* Opdracht a
Druk het stuk uit de tekst over het Meldpunt letterlijk af, van "Misbruik nooit in" tot en met "in enorme boosheid.".

* Documenttekst
Misbruik nooit in doofpot stoppen
Het begon met een pastoraal gesprek en het liep uit op een hand op een knie, een arm om een schouder – of erger. Het Meldpunt seksueel misbruik in kerkelijke relaties biedt onder meer slachtoffers van grensoverschrijdend gedrag een luisterend oor en een helpende hand. Meer dan eens slaat loyaliteit tegenover de dader uiteindelijk om in enorme boosheid.
Ineke van Dongen en Corrie Blijdorp zijn als respectievelijk preventiewerker en vertrouwenspersoon verbonden aan het Meldpunt seksueel misbruik in kerkelijke relaties. De organisatie ontstond in 1999 op initiatief van de Christelijke Gereformeerde Kerken, de Gereformeerde Kerken vrijgemaakt en de Nederlands Gereformeerde Kerken. In eerste instantie werd zij ondergebracht bij de gereformeerde hulpverleningsorganisatie De Driehoek. Sinds 2004 is een aparte stichting ervoor verantwoordelijk.

* Invoer oefening

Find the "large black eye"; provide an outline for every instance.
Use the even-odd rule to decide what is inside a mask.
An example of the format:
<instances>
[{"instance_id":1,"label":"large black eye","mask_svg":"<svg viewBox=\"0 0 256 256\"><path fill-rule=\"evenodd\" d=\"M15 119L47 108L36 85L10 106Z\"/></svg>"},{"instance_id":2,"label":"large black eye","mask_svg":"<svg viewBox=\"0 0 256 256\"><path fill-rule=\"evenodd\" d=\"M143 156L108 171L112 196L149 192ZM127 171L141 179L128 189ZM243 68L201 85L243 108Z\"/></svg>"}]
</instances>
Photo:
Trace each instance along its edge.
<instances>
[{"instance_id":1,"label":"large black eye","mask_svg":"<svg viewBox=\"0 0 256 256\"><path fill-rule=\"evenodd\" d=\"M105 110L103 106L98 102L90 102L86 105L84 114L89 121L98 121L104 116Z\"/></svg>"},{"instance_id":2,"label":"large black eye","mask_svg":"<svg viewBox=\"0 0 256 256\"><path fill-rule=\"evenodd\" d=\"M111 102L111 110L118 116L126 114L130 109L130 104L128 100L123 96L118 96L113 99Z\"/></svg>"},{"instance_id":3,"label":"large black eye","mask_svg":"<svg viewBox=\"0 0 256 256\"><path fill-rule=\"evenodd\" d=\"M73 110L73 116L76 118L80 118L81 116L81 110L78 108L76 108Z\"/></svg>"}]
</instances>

* Opdracht b
Herschrijf de rijen van het begin tot en met de regel met "Trace each instance along its edge.", met "Photo" vervangen door "Image". Laat verder alles ongewijzigd en geef alleen die regels.

* Antwoord a
Misbruik nooit in doofpot stoppen
Het begon met een pastoraal gesprek en het liep uit op een hand op een knie, een arm om een schouder – of erger. Het Meldpunt seksueel misbruik in kerkelijke relaties biedt onder meer slachtoffers van grensoverschrijdend gedrag een luisterend oor en een helpende hand. Meer dan eens slaat loyaliteit tegenover de dader uiteindelijk om in enorme boosheid.

* Antwoord b
Find the "large black eye"; provide an outline for every instance.
Use the even-odd rule to decide what is inside a mask.
An example of the format:
<instances>
[{"instance_id":1,"label":"large black eye","mask_svg":"<svg viewBox=\"0 0 256 256\"><path fill-rule=\"evenodd\" d=\"M15 119L47 108L36 85L10 106Z\"/></svg>"},{"instance_id":2,"label":"large black eye","mask_svg":"<svg viewBox=\"0 0 256 256\"><path fill-rule=\"evenodd\" d=\"M143 156L108 171L112 196L149 192ZM127 171L141 179L128 189ZM243 68L201 85L243 108Z\"/></svg>"}]
</instances>
Image:
Trace each instance along its edge.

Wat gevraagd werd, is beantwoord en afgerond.